● **TASK BRIEF**
Beginning with the line where "Indicate the white" appears, repeat every remaining line of the entries exactly, the last line included.

## Start TASK MATERIAL

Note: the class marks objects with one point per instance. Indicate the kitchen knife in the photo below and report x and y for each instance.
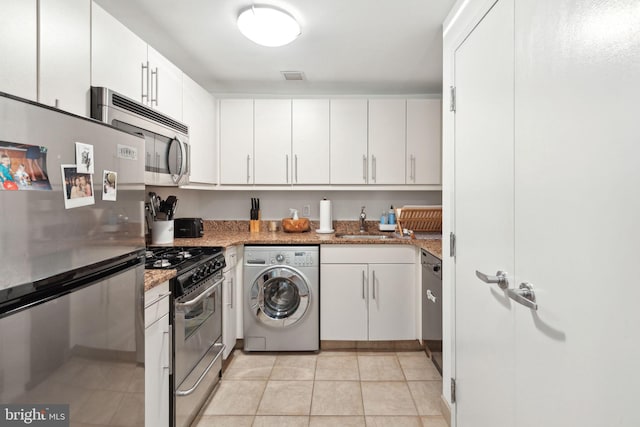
(169, 206)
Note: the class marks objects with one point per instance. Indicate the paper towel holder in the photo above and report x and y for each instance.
(326, 220)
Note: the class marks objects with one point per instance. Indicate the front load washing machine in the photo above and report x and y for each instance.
(281, 296)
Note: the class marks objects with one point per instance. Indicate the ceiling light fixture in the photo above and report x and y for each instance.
(268, 26)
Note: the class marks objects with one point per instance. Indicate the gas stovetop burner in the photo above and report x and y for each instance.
(162, 263)
(179, 258)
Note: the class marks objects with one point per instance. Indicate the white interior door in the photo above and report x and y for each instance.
(577, 211)
(484, 327)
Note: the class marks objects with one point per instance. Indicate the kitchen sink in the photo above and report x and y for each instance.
(363, 236)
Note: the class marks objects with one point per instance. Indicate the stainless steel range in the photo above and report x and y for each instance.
(197, 324)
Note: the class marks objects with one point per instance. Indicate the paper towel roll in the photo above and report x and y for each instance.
(325, 216)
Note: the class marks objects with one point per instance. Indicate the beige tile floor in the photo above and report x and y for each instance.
(331, 388)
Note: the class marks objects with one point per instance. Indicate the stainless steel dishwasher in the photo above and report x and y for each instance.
(432, 306)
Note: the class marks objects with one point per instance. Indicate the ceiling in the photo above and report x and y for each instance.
(346, 46)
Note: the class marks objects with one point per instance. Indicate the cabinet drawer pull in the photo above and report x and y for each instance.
(248, 166)
(373, 284)
(373, 166)
(144, 70)
(157, 299)
(364, 168)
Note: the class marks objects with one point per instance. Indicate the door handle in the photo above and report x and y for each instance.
(373, 284)
(412, 169)
(145, 70)
(154, 100)
(373, 166)
(500, 278)
(364, 168)
(248, 166)
(524, 295)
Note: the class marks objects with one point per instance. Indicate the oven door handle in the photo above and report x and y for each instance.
(200, 297)
(204, 374)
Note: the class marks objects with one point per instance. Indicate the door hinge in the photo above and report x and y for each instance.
(452, 101)
(452, 244)
(453, 390)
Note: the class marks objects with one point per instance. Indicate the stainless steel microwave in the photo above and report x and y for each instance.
(167, 151)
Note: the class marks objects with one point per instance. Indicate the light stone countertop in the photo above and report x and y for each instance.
(232, 238)
(227, 238)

## End TASK MATERIAL

● **THE COMPLETED TASK**
Note: the class marks objects with one point per instance. Indicate the white interior door in the photo above and report x and y for each instance.
(577, 211)
(484, 327)
Note: the class marks objects with one point per instance. Indicate the kitchen sink in the photo above and report x and y for each instance.
(363, 236)
Note: the class marks objects with one point per instance. Indicate the stainless steel range in the photo above and report x and y for each instance.
(197, 324)
Note: the class marks objects with one point per instance. Indicate the paper towel roll in the photo above and report x and y for each instance.
(325, 216)
Note: the class marks objects with one point per instance. Indicate the beige tile floor in the photo above and report x and y for each instance.
(331, 388)
Note: the class marks objects with one point per instance. Indicate the stainless steel dishwasher in the photo above and report x and y for each instance.
(432, 306)
Note: the class marks objects with one point per instance. Indicate the ceiling in the photo above and report x and y for each instance.
(346, 46)
Note: the class marks objects with one point per instance. Indicate the cabinet drawer pull in the photo above and report x and y for each instance.
(248, 166)
(373, 284)
(373, 166)
(144, 70)
(157, 299)
(364, 168)
Note: the class marks objects with one point per instance. Indicate the door handle in the photo above and report x and y for each instance.
(373, 284)
(412, 169)
(145, 70)
(154, 100)
(373, 166)
(500, 278)
(364, 168)
(248, 166)
(524, 295)
Note: the class marks objects with one point per instance. Indicate the oven door handle in the photo above and report x and y for each instance.
(200, 297)
(204, 374)
Note: the class marks objects with one point per instance. Indicate the door hinge in the photo above and report x and y for each instance.
(452, 101)
(452, 244)
(453, 390)
Note: the class marks objects with one point per instance. Indicate the stainless steel microwave in the photo above and report x and y for each instance.
(167, 151)
Note: the class marks objects with one point per instance. Indicate the light stone countertop in the photo above and report x and y for each instance.
(232, 238)
(227, 238)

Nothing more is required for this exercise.